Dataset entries
|---|

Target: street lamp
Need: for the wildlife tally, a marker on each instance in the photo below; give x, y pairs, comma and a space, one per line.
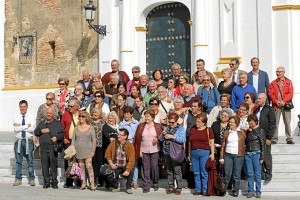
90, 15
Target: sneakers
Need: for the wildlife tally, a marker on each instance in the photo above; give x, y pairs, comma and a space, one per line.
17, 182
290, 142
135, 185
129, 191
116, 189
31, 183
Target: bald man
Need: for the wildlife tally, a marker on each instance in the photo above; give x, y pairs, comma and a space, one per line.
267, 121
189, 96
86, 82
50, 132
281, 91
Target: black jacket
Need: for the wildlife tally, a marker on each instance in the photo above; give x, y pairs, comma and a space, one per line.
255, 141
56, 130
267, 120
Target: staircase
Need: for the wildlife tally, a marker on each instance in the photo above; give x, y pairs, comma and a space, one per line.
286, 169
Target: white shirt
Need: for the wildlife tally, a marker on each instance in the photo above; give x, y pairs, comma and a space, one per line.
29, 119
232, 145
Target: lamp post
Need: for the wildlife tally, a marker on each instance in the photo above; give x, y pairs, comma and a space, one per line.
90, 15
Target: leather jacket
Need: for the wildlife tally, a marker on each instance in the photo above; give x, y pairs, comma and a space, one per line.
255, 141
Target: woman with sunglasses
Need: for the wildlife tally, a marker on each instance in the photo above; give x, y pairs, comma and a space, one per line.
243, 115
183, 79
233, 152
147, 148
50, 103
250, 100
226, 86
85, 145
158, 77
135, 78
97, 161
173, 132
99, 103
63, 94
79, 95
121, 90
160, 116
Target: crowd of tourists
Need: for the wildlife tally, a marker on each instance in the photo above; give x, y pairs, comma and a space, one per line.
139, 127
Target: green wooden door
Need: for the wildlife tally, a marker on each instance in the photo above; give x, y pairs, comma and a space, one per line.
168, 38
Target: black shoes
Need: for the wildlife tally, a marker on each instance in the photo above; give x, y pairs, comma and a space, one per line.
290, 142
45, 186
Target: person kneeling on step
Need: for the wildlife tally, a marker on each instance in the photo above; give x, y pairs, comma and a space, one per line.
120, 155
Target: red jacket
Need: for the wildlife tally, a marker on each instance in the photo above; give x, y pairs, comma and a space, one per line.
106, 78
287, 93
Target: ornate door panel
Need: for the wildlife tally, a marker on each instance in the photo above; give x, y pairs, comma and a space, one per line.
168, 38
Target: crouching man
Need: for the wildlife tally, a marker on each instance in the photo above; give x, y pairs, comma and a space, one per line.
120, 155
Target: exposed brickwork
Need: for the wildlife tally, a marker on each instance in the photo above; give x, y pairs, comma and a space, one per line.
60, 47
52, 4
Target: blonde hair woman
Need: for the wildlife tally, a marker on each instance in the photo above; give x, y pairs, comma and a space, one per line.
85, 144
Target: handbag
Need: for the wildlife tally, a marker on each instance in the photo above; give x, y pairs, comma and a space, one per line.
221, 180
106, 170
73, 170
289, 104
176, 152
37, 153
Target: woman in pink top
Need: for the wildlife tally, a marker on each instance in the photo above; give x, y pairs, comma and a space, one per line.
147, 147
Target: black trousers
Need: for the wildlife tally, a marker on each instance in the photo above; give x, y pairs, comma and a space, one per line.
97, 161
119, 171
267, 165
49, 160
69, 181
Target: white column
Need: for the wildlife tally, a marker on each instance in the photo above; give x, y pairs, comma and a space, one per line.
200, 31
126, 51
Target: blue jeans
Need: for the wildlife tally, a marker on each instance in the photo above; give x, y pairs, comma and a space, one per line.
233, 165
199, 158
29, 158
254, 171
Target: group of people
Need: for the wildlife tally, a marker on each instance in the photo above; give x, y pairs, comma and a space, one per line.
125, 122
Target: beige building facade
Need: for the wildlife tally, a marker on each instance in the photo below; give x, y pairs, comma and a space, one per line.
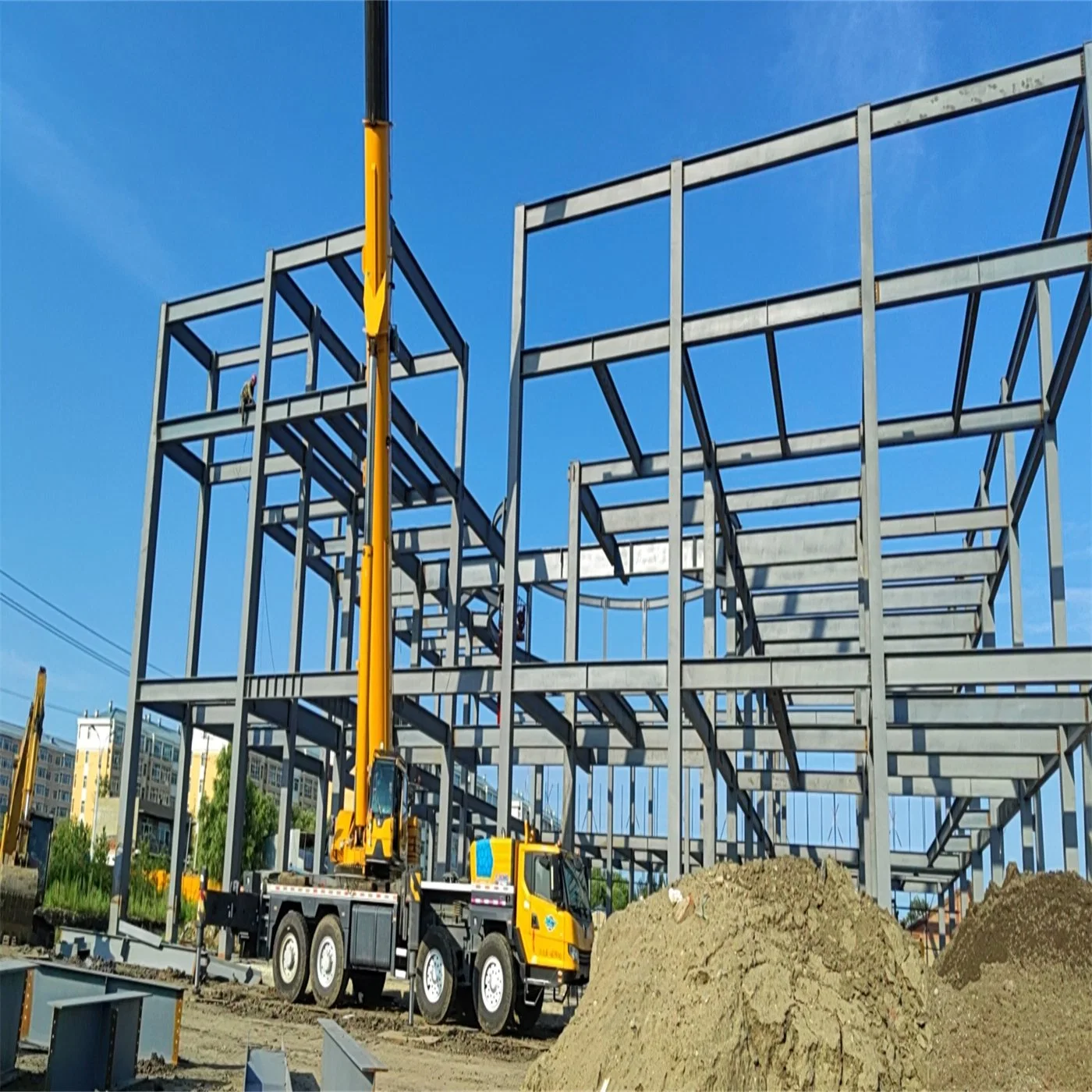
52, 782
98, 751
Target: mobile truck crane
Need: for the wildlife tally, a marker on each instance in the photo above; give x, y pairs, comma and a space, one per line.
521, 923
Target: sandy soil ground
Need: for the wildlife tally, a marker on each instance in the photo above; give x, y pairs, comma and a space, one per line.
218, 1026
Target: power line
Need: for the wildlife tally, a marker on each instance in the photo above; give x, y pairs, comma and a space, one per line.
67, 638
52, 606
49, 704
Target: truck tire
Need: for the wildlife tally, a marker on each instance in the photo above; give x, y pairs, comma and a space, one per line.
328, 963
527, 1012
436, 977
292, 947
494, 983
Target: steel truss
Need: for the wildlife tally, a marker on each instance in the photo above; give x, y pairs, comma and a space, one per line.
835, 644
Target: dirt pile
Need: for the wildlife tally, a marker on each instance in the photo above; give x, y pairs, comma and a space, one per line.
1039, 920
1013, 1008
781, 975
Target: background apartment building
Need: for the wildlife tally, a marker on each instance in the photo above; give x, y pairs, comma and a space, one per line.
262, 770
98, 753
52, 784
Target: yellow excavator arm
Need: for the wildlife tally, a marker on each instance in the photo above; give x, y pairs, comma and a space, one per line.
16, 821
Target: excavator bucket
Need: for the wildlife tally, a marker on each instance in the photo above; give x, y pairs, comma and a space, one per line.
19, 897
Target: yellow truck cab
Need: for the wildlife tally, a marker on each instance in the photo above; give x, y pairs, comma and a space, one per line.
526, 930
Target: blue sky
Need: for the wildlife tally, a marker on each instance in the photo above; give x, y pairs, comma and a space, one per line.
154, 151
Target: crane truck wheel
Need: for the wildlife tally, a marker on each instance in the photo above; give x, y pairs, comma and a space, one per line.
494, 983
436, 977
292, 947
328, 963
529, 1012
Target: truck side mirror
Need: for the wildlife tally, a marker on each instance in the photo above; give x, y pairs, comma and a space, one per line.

|---|

### [Given request]
Copy the entries above word for word, leaving out the pictures.

### [Written answer]
Target: street lamp
Need: for the wildlife tally, a marker on each instance in the photo below; give x, y pairs, comma and a space, one per line.
90, 15
Target: sneakers
Need: for the wildlife tally, a marker on each instance in the photo above; give x, y pairs, comma and a space, one per line.
17, 182
290, 142
135, 185
129, 191
116, 189
31, 183
Target: bald man
Need: for the wildlife tally, a marker on each instance in the photo above; give x, y pairs, comma and a space, one per line.
267, 121
189, 96
86, 82
50, 132
281, 91
Target: black jacket
Need: for the wildlife tally, a marker on each instance in the photo above; give x, y pairs, comma and a space, one per line.
255, 141
56, 130
267, 120
Target: staircase
Need: for the wildlife tally, a marker on each instance in the photo above; give x, y pairs, comma and a space, one per line.
286, 169
Target: white shirt
Need: for the wildlife tally, a marker on each instance in the photo above; give x, y pairs, comma and a space, one per line.
29, 119
232, 145
Target: lamp post
Need: for the wildlife tally, a marker on each instance in the photo above; give x, y pairs, comma and a space, one per line.
90, 15
Target: leather jacket
Need: for the wildlife tally, a marker on each instance in the photo above; give x, y pairs, comma and a space, one per line.
255, 141
Target: woman with sunglasses
Need: for the wildlife tally, a marker on each instance in the photo above; give x, y pairs, comma and a space, one per line.
243, 115
183, 79
233, 152
147, 148
50, 103
250, 100
226, 86
85, 145
158, 77
135, 78
97, 161
173, 132
99, 103
63, 94
79, 95
121, 90
160, 116
Target: crowd of tourists
Need: for the wildlife tally, a marker on each instance in the photo above; give x, y pairs, comma and a space, one per line.
139, 127
Target: green wooden door
Need: for the wildlife tally, a marker on each instance in the photo above; give x, y pairs, comma and a space, one per line.
168, 38
Target: black shoes
Need: for the wildlife tally, a marker on each instance in the photo above; give x, y pairs, comma and a space, one per line.
290, 142
45, 186
Target: person kneeling on step
Need: for the wildlife tally, a marker on each instance in the photo above; give x, y pairs, comma and a space, one per line.
120, 155
Target: red jacket
Need: for the wildlife tally, a marker on each instance in the photo above; give x, y pairs, comma and a space, one per line.
106, 78
287, 93
Target: ornate door panel
Need: for the wildlife tally, a marker on each instance in the photo above; give x, y pairs, comma and a space, one per line.
168, 38
Target: crouching man
Need: for the wildlife tally, a marker on each instance in the photo above; give x, y pairs, comma and a space, one per line.
120, 155
Target: exposed brickwork
Need: for the wildlife tally, a marker on each instance in the photo above; give x, y pairs, comma and a space, one per line.
60, 47
52, 4
Target: blonde hair woman
Need: for the wildlife tally, a marker on each instance in the photo above; give x, y pairs, comma and a space, one per line.
85, 144
Target: handbag
Need: for the wildlife tally, a marker on each instance in the photo above; give x, y pairs, comma and a space, one per line.
221, 180
106, 170
73, 170
289, 104
176, 152
37, 153
Target: woman in pink top
Need: for the wildlife tally, a marker on each instance in the photo above; give x, y pairs, comma and a space, one per line.
147, 147
Target: black trousers
Need: for the wildlife tally, a marker on each instance in the photo above; give x, y pairs, comma and a space, one per line.
97, 161
119, 171
267, 165
49, 160
69, 181
Target: white column
Need: for the wildlife tally, a marker on each instance in the photo above; give x, y pairs, comma and a space, one per line.
200, 31
126, 51
Target: blue jeans
Need: for the wildlife tally, a marker on each instance in the photo above; give x, y pairs, comma and a space, one per line.
233, 165
199, 158
29, 158
254, 171
Target: group of people
Need: for the wildlife tally, a marker on each instance in the photo above; give x, y pairs, comma and a space, one per line.
125, 122
Target: beige building facade
Need: for the wildlife tally, a marker on each instance in the photo below; give x, y pairs, comma and a space, one per line.
52, 782
98, 751
Target: mobile truck crane
Need: for the wildlife tally, a marker on each instance in the photo above; give x, y pairs, comma and a space, one per line.
521, 923
Target: sandy soil ground
Need: for the wildlife tally, a marker on each instance in the photo above; give x, y pairs, comma and a space, one per line.
218, 1026
Target: power line
Need: for the wildlife tally, a marker on each instance in the photo above; give x, y pairs, comma and a space, one per line.
67, 638
52, 606
49, 704
Target: truck tire
Need: for the wildlife tally, a marker on each instance in the photo above; give x, y pairs, comma and a space, one per line.
328, 963
527, 1012
436, 977
292, 947
494, 983
Target: steel truss
Need: for the wildlife tally, a marker on each instance in the photo above; give x, y pairs, comma and a space, one per line.
835, 644
Target: dirt pile
Need: for the wildlife tally, a marker on each instance in the photo above; give x, y pairs, comma and a space, one per line.
1039, 920
1013, 1008
781, 975
Target: background apartment building
Need: for the wildlife tally, a marker on each instance in the photo above; give x, y pairs, comma and a space, one per line.
262, 770
98, 753
52, 784
Target: yellow excavator arm
Need: for the wildlife tally, a marker on each instance in the photo above; give x, y pairs, comma and a space, one per line.
16, 821
Target: excavator bucket
Need: for the wildlife tally, a marker on each instance in the photo above; give x, y pairs, comma and a space, one per line.
19, 897
Target: yellow truck cab
Need: for the wildlife tally, a marker on each instance in the photo above; give x, y pairs, comma and a space, one per line.
526, 930
Target: blue sky
Need: for the wildlife tally, a marker on each instance in the photo above; give x, y pairs, comma and a space, one per line.
154, 151
Target: crane truck wheel
Need: for the wildlife tally, a marker on each instance in the photo above; give x, y pairs, comma and a space, one per line.
494, 983
436, 977
292, 947
328, 963
529, 1012
Target: truck side mirror
Need: for the wildlife tally, a marker on each instance in the photo above; give x, y pairs, comma and a space, one per line.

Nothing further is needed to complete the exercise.